[ENTRIES SHOWN Boundary: Start]
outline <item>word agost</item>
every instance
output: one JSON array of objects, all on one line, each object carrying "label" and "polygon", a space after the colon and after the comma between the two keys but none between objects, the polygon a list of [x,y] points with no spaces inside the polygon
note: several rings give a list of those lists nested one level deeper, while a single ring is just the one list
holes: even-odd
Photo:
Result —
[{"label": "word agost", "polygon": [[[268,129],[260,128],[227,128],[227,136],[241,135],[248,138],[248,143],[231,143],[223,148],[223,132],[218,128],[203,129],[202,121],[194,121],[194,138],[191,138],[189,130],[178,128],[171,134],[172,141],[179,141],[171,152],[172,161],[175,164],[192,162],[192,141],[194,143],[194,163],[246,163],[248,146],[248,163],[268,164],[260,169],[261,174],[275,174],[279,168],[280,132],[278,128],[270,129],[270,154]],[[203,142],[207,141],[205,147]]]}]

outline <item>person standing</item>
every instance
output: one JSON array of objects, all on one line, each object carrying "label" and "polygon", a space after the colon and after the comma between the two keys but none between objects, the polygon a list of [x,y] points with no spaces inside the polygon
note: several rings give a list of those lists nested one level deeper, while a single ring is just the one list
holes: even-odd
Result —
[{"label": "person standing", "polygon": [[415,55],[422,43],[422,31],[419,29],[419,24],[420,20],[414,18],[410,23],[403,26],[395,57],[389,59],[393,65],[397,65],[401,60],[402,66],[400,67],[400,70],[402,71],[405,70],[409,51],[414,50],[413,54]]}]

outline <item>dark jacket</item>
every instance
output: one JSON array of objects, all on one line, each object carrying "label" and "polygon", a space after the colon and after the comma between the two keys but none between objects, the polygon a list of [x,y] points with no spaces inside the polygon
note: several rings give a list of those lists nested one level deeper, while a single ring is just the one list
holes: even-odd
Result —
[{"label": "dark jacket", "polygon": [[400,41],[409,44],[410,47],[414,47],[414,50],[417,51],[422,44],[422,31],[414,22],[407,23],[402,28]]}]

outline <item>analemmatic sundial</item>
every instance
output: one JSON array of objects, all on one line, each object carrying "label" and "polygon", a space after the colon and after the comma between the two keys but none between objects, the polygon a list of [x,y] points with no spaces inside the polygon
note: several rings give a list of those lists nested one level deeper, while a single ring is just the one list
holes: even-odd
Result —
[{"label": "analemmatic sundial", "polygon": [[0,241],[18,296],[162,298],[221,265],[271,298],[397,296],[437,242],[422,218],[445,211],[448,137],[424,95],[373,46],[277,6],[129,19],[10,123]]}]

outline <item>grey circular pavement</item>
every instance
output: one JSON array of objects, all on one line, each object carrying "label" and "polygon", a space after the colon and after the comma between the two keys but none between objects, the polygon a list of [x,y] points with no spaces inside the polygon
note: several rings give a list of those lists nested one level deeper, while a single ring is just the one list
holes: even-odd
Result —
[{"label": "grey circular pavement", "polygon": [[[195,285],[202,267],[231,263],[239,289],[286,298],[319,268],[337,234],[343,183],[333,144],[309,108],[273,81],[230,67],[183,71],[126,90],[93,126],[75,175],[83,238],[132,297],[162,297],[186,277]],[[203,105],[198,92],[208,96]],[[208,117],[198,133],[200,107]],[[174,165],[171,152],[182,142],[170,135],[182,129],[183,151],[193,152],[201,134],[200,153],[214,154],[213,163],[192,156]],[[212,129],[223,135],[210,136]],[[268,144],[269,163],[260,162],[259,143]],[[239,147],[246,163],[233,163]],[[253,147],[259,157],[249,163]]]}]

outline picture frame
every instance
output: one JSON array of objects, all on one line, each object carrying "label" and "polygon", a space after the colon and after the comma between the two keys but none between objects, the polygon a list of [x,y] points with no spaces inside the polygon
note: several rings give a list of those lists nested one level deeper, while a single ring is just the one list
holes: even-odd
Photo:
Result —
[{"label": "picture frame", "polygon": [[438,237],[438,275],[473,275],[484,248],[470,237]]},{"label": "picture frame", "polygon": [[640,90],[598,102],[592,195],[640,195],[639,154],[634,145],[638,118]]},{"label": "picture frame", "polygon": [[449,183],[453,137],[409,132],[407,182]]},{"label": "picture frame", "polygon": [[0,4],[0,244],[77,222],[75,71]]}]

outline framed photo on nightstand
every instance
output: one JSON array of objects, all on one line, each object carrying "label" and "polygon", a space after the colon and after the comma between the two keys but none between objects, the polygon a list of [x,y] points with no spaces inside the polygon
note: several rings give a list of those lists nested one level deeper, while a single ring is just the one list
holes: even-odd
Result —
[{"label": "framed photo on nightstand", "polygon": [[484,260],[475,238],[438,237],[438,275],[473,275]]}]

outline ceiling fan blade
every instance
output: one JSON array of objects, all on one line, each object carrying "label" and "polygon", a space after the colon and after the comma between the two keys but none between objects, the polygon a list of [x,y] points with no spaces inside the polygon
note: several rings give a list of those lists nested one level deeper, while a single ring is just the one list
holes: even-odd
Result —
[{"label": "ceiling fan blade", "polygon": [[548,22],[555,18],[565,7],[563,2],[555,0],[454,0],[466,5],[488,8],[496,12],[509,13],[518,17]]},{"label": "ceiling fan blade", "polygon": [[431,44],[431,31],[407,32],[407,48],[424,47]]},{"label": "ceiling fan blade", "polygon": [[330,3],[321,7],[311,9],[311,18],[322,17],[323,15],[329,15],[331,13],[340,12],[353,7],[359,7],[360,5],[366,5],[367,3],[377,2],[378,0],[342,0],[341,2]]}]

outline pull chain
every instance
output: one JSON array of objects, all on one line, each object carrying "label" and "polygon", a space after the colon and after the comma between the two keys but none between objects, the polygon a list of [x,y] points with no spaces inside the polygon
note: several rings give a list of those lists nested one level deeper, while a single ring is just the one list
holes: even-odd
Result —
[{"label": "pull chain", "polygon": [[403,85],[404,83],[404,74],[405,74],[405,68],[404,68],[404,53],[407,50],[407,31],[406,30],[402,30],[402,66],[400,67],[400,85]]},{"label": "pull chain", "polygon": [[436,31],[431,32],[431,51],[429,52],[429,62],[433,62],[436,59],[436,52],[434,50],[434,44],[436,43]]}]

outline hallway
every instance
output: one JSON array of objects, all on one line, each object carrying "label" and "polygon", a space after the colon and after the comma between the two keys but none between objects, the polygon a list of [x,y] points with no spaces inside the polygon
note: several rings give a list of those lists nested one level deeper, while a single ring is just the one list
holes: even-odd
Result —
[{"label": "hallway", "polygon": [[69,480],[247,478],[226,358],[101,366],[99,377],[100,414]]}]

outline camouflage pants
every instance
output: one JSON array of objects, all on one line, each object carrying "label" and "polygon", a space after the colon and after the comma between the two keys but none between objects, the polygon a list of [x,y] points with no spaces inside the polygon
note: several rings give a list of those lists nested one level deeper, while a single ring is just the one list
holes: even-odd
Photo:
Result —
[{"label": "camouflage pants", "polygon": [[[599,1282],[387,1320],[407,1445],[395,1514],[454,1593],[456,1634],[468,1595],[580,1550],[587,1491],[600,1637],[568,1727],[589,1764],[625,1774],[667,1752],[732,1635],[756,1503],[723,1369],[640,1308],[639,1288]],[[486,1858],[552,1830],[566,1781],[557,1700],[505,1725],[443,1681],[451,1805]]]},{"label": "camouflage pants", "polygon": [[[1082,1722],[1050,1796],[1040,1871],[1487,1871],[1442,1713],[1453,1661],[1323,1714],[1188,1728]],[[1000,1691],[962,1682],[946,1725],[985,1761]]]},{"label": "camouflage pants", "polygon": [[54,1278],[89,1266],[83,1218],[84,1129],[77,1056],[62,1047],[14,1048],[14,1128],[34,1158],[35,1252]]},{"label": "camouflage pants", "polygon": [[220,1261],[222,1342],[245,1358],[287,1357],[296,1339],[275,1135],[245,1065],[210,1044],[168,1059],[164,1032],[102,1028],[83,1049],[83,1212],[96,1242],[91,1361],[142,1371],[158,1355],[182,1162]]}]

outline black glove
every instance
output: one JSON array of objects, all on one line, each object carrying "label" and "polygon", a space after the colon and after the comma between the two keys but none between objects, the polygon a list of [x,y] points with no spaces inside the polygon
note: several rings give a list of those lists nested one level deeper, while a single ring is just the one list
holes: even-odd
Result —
[ENTRIES SHOWN Boundary: End]
**EXERCISE PROMPT**: The answer should be one number: how many lines in the listing above contain "outline".

**PROBLEM SOLUTION**: 12